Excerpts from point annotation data
::::::::::

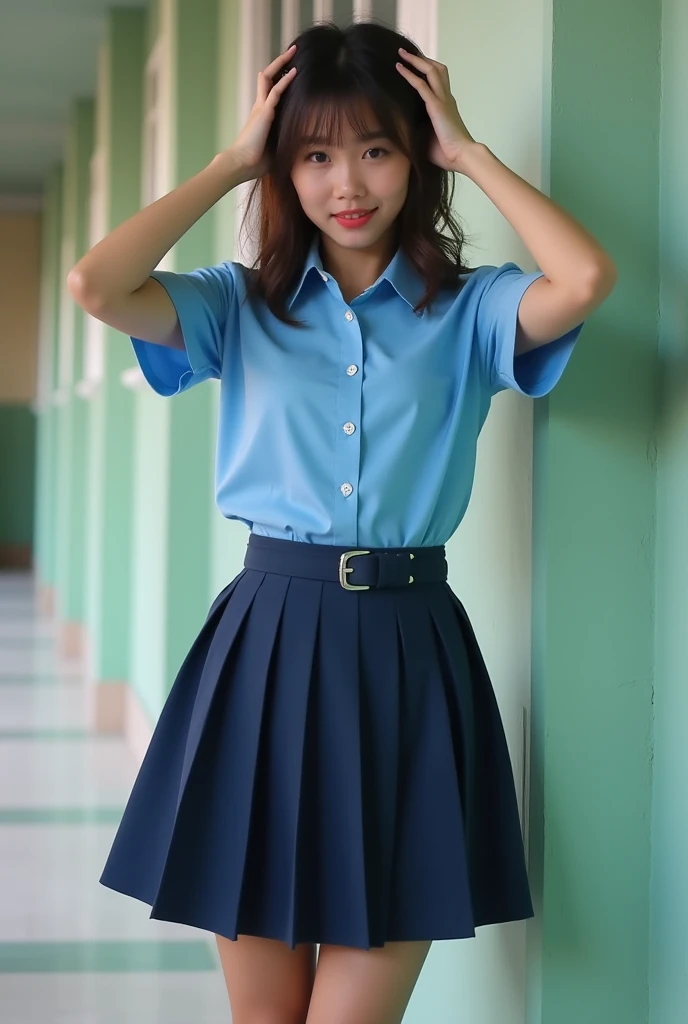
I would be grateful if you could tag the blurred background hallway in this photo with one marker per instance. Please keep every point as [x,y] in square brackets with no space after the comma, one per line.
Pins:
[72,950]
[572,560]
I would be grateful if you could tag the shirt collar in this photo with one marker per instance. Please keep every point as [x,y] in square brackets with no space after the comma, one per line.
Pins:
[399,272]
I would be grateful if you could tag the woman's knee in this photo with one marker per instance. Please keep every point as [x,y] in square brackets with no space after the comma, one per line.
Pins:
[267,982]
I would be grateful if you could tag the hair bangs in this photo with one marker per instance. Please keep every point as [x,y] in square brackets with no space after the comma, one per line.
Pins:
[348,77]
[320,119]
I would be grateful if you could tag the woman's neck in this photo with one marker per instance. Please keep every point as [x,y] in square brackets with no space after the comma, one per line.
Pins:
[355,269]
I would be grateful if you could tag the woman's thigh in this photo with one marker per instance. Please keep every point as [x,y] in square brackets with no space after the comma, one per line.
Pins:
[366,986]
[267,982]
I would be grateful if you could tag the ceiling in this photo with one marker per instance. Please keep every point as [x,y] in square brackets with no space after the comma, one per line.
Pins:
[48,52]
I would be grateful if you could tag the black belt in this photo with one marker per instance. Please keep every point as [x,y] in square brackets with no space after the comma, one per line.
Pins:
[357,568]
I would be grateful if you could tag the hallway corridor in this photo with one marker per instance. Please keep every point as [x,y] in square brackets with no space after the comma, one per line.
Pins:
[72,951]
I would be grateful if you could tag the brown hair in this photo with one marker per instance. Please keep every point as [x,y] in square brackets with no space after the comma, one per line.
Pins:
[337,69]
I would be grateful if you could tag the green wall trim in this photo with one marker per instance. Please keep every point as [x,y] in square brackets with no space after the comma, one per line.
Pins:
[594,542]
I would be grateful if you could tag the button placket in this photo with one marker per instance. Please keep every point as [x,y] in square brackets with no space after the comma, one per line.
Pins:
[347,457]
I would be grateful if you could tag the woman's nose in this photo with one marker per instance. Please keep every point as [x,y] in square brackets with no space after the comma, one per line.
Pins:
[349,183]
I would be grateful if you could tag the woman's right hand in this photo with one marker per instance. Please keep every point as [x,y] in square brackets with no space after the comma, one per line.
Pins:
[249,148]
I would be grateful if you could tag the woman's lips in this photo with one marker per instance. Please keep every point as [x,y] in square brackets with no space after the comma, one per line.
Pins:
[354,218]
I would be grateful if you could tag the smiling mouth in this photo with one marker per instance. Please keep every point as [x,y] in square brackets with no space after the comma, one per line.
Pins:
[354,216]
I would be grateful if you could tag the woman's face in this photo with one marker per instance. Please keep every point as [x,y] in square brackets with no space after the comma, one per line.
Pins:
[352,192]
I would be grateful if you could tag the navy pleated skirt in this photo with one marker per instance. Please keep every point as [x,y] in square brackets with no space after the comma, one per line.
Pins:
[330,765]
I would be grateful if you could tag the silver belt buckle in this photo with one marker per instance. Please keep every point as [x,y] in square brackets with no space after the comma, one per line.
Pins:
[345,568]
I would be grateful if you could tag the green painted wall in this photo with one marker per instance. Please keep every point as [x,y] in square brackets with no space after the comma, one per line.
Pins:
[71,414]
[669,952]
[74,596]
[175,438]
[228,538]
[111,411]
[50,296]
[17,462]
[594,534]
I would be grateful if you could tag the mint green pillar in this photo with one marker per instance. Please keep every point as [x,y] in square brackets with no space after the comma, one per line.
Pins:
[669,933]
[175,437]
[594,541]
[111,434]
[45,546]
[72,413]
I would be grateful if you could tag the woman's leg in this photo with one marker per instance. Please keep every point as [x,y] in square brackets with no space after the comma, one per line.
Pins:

::::::::::

Transcribe every entry word for word, but skip the pictures.

I would be grateful if you could tag the blurred background hallway in this photo with one marker per instance. Please keep every point as [x,y] in square brackets with no space after the comma, one per line.
Pins:
[72,950]
[572,560]
I would be grateful if you could tag the shirt collar in this photo with one marker per instance. Please keep every point as [x,y] in square brackets with no space after the comma, one per line.
Pins:
[399,272]
I would be grateful if you could tag the woman's knee in this photo with one marker per instance. Please keep every point as [x,y] in square brackets with no space after the comma, one per line.
Pins:
[267,982]
I would be grateful if you could tag the hair bangs in this photo with one marker per instance. Please keep every point as [x,y] in square brackets with no space after the comma, one per line.
Pins:
[348,77]
[320,119]
I would be grateful if you could tag the woman's neck in this photo with one marker per instance. Please keep every point as [x,y] in square brackets with no space after the comma, one per line.
Pins:
[355,269]
I would be grateful if you could tag the woman's thigh in this photo with one marker per instance. Please keep every point as [x,y] in square brackets with no space after the comma, one per line.
Pins:
[366,986]
[267,982]
I would be grateful if you could tag the ceiling in this photo with one marker per instance. Please keep every point as [x,y] in square brackets with no space after the comma, one per line.
Pins:
[48,52]
I would be grateful if you could tag the black belt in this photo with one marker per instance. Please keep every point as [x,y] in square brackets with no space after the comma, one per line.
Pins:
[357,568]
I would be grateful if you could tag the hallway corridor in this photo with one marker per instance. Please keep every point as [x,y] in square brackets with no space after the comma, one per line.
Pins:
[72,951]
I would be grateful if you could tag the brown hair in this photo with one marker per instance. Please keep every point as [x,y] in square brackets with no space after the comma, one per line.
Pins:
[337,69]
I would be grateful if you could tag the green wall trim in this photo with one marker per instance. Please keep every point as [x,y] in square brackets with no space after the comma, one per line.
Pins:
[594,542]
I would be grateful if you could tag the button placket in this photo with one marker per instance. Please keep every point as [x,y] in square brackets with no space after the comma, one per line.
Pins:
[347,457]
I would be grateful if you could tag the woman's nose in this photo with one marker per instance. Please keep every point as [x,y] in square brackets with no space after the comma, one per line.
Pins:
[349,183]
I would be grateful if you could tag the woman's right hand in this photo with one marker per instance. Please keep every point as [x,y] in square brackets with no space after the comma, one per line.
Pins:
[249,148]
I would be grateful if you could tag the woman's lips in this photo with one marker per instance. Please keep every point as [x,y] in square brackets with no space after the comma, one per line.
Pins:
[354,218]
I would be grateful if you could tag the smiling mouth in this photo with one marker per instance. Please keep every point as [x,y] in square brackets with no space after the comma, one per line.
Pins:
[354,216]
I would be grateful if you could tag the woman's face in this photo with one marker per instance. Please keep every point as [x,y] in square brackets with no space after the comma, one per line.
Pins:
[352,192]
I would be grateful if you could tag the navy pleated skirt in this photo with one marker per instance. Please keep every point as [x,y] in square brackets with no space after the comma, one per line.
Pins:
[330,765]
I would be grateful if you could tag the silver belt buckle in this photo with one marker per instance. Please keep every point as [x,y] in square brackets with no space after the comma, one per line.
Pins:
[345,568]
I would be grateful if you could tag the green painted wall in this photo with one marker per instance. Please keep every point as [x,y] in square brackets with no space after the comma, one per line.
Pins:
[71,414]
[669,952]
[74,596]
[175,438]
[228,538]
[111,411]
[50,296]
[17,462]
[594,534]
I would be grateful if you could tag the mint green pillar in this photo with one marker per instance. Please keep every point as [x,y] in square brackets with no space after the comma, one per line.
Pins:
[669,933]
[175,437]
[594,541]
[111,434]
[45,546]
[72,413]
I would be grateful if you could tag the woman's leg in this photo with one marker per instance. Please keep every point as [x,y] in square brackets with no space after the comma, one per line.
Pins:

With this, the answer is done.